SHORT EXERCISE:
Carry over the rows, requests included, from the line with "Identify each instance of the golden" up to and including the final row, adding 41 to every coordinate value in the answers.

RECORDED DATA:
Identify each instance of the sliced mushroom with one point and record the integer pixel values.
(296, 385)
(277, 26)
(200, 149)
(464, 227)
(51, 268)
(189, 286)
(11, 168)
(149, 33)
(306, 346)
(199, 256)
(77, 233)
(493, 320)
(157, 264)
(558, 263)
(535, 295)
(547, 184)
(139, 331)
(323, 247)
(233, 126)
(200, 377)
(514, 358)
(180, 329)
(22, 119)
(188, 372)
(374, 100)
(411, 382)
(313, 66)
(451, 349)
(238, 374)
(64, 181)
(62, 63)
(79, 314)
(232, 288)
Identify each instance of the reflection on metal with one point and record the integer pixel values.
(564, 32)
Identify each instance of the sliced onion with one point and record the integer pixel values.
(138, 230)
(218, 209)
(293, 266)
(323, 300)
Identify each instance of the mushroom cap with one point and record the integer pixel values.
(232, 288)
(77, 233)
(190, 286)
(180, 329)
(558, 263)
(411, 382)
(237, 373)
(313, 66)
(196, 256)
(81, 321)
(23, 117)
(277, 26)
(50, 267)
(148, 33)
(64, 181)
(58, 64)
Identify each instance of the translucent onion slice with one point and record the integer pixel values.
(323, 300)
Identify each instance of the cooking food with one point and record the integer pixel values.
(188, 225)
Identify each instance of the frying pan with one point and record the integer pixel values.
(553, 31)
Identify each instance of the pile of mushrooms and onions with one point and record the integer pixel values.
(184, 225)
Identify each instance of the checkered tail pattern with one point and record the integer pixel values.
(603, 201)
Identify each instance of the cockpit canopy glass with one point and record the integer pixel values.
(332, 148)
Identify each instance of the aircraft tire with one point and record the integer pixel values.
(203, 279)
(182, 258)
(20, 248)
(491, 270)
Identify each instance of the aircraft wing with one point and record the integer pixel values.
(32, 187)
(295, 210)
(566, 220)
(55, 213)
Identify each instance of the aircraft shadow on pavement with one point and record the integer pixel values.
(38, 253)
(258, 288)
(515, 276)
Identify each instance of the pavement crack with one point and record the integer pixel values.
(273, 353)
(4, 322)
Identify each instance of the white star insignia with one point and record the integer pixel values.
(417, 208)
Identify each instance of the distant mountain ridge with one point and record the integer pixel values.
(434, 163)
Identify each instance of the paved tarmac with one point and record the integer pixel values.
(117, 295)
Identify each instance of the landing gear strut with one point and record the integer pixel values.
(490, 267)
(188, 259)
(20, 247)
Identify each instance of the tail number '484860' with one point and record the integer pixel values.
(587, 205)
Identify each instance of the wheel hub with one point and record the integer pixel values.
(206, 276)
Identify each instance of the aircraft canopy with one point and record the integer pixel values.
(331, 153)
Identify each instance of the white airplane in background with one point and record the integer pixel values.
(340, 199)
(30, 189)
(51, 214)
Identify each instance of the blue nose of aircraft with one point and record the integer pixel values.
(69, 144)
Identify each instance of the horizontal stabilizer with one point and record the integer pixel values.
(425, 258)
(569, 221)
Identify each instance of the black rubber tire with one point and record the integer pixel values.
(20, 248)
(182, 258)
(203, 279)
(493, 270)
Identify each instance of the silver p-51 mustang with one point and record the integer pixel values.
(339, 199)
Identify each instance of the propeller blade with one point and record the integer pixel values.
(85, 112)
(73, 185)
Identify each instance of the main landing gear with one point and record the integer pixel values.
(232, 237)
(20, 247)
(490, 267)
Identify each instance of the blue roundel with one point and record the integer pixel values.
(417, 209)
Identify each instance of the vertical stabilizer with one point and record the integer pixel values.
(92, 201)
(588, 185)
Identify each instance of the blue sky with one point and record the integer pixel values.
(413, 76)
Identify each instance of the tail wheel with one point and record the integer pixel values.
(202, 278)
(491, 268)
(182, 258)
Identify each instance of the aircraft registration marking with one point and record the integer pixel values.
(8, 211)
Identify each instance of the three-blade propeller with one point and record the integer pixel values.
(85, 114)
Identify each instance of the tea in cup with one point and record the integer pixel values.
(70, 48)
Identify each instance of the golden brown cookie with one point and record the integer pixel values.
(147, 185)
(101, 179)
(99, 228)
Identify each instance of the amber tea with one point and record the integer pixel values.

FINAL ANSWER:
Identify each instance of the golden brown cookie with one point and record the integer pixel values.
(188, 226)
(142, 220)
(140, 269)
Identify each instance of the amber tea with one point and record the integer pixel values.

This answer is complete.